• FRAGMENTO DE ORIGEN:
Hay grandes canciones creadas para el directo. Son muy buenas reunidas en un disco, pero están pensadas para el directo, para llegar a la gente como si de una conversación íntima se tratase (aunque no exista nada de intimismo en la composición). Canciones que dicen cosas, aunque no sólo a un ser particular, sino que además van dirigidas a un enorme bizcocho de almas. Son universales. O himnos generacionales, con mayor o menor calidad.
El emigrante, de
Valderrama;
Mediterráneo, de
Serrat;
Entre dos tierras, de
Héroes del Silencio;
Nothing Else Matters, de
Metallica;
Subterranean Homesick Blues, de
Dylan;
Paranoid Android, de
Radiohead… hay montones de ejemplos, y cada una de ellas comparte una cualidad común: cada una vale por otras cien, del mismo y de otros compositores. Son pequeñas joyas impredecibles. Todos sabemos que un diamante nunca es igual que los demás, aunque todos estén hechos del mismo material, y siguiendo el mismo procedimiento. Y cada uno de nosotros forma, aunque sea de modo inconsciente, listas con varias de estas joyas de las cuales nadie quiere ni puede desprenderse.

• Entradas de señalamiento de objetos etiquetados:
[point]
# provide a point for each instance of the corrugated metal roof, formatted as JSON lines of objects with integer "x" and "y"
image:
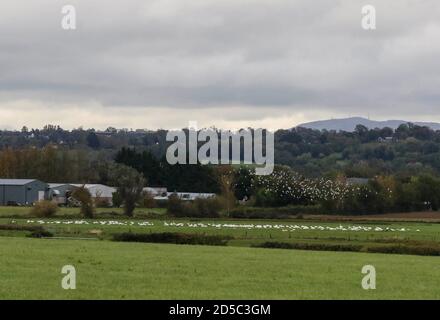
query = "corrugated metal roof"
{"x": 15, "y": 182}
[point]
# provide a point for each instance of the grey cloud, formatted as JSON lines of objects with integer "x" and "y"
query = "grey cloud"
{"x": 292, "y": 55}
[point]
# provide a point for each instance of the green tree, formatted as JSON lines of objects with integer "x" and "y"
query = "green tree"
{"x": 129, "y": 184}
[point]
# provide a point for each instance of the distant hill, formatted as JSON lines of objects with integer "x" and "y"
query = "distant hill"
{"x": 349, "y": 124}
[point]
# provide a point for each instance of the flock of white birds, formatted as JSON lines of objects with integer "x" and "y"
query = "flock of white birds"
{"x": 220, "y": 225}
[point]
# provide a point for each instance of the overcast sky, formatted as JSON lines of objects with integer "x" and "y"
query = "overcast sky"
{"x": 228, "y": 63}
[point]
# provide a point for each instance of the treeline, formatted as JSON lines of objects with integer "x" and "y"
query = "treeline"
{"x": 158, "y": 173}
{"x": 381, "y": 194}
{"x": 408, "y": 150}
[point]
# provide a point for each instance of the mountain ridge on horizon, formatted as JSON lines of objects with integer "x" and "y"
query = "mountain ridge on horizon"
{"x": 349, "y": 124}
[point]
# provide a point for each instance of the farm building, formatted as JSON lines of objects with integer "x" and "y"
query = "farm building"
{"x": 22, "y": 191}
{"x": 60, "y": 192}
{"x": 156, "y": 192}
{"x": 192, "y": 195}
{"x": 99, "y": 192}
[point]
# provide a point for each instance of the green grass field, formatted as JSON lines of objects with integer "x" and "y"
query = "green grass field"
{"x": 31, "y": 268}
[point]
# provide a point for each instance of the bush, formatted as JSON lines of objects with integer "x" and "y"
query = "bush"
{"x": 83, "y": 195}
{"x": 176, "y": 238}
{"x": 148, "y": 201}
{"x": 207, "y": 207}
{"x": 44, "y": 208}
{"x": 175, "y": 206}
{"x": 199, "y": 208}
{"x": 245, "y": 212}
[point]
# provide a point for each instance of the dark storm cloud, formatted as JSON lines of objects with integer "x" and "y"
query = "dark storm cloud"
{"x": 285, "y": 55}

• TAREA 1: Indica si cada afirmación coincide con el fragmento sobre canciones para el directo, responde sí o no y cita las palabras exactas del texto que lo deciden: (a) estas canciones no son buenas en un disco; (b) cada una de estas canciones vale por otras cien; (c) todos los diamantes son iguales entre sí.
• TAREA 2: Resume con menos palabras el párrafo del fragmento sobre canciones para el directo que empieza por "Hay grandes canciones creadas para el directo" y conserva sus datos principales.
• TAREA 3: Continúa el fragmento sobre canciones para el directo a partir de su última frase.
Los datos no tienen relación con el fragmento.

• RESPUESTA 1:
(a) No: "Son muy buenas reunidas en un disco, pero están pensadas para el directo".
(b) Sí: "cada una vale por otras cien, del mismo y de otros compositores".
(c) No: "un diamante nunca es igual que los demás".

• RESPUESTA 2: Algunas grandes canciones suenan muy bien en disco, pero están pensadas para el directo. Llegan al público como una conversación íntima y dicen cosas a muchísimas personas a la vez. Son universales o himnos generacionales, de mayor o menor calidad.

• RESPUESTA 3:
Yo considero a estos ejemplos parte de verdadera música clásica. La música clásica no son necesariamente violines, ni un teatro con un director de orquesta agitándose con desesperación imperceptible para los no entendidos del tema. Hay canciones de los Beatles que son música clásica, y de
Mecano ya puestos… son historia imperecedera de la humanidad que no puede rechazarse sin más. Hay movimientos de
Bach, y piezas enteras de
Mozart que no han aguantado en absoluto el paso del tiempo. ¿Por qué detener la música clásica en el siglo XIX? Incluso dentro de la ópera, hay ejemplos impresionantes de eso que debe considerarse clásico:
Einstein on the Beach, de
Philip Glass es una de mis óperas favoritas.
Ligeti me conmueve e inquieta como el mejor
Beethoven. ¿Por qué rechazar como música clásica muchas bandas sonoras de películas que han dado vida, incluso siendo escuchadas aisladamente, a gran cantidad de sentimientos y estados de ánimo?
Volvamos a los himnos generacionales, a la universalidad de determinadas canciones, que no es otra que la que los intérpretes han sufrido o disfrutado componiendo.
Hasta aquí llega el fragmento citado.